#### À FAIRE:
Recopiez à l'identique le passage de l'extrait ci-dessous sur l'austérité en Irlande compris entre « Joe Higgins, Eurodéputé » et « sur quatre ans. », ces deux bornes incluses.

#### EXTRAIT:

Le Fianna Fáil et le Green Party, les partis au poiuvoir, ne sont pas seuls à prendre position pour l’austérité. Les deux plus grands partis de l’opposition n’ont eux non plus rien d’autre à offrir.
Joe Higgins, Eurodéputé du Socialist Party (CIO – Irlande)
Une intense attention est actuellement accordée au budget d’austérité sauvage qu’on a balancé à la figure du peuple irlandais, sur ordre de la Commission de l’Union Européenne, du Fonds Monétaire International et de la Banque Centrale Européenne – toutes ces institutions jouant le rôle d’huissiers au service des plus grands spéculateurs financiers et bancaires européens.
La population de cet État se retrouve maintenant prise dans une situation pour le moins bizarre, et qui ne devrait tout bonnement pas être tolérée. Le gouvernement est composé de partis politiques qui ne sont soutenus que par un électeur sur cinq, et il est maintenant en train d’imposer des mesures économiques et fiscales désastreuses, censées être prolongées non pas sur un an, ce qui serait déjà assez mauvais en soi, mais sur quatre ans.

#### DONNÉES PRÉSENTÉES:
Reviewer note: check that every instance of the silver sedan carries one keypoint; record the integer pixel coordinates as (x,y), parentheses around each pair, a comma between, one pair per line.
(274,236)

#### CORRIGÉ DE L'EXERCICE:
Joe Higgins, Eurodéputé du Socialist Party (CIO – Irlande)
Une intense attention est actuellement accordée au budget d’austérité sauvage qu’on a balancé à la figure du peuple irlandais, sur ordre de la Commission de l’Union Européenne, du Fonds Monétaire International et de la Banque Centrale Européenne – toutes ces institutions jouant le rôle d’huissiers au service des plus grands spéculateurs financiers et bancaires européens.
La population de cet État se retrouve maintenant prise dans une situation pour le moins bizarre, et qui ne devrait tout bonnement pas être tolérée. Le gouvernement est composé de partis politiques qui ne sont soutenus que par un électeur sur cinq, et il est maintenant en train d’imposer des mesures économiques et fiscales désastreuses, censées être prolongées non pas sur un an, ce qui serait déjà assez mauvais en soi, mais sur quatre ans.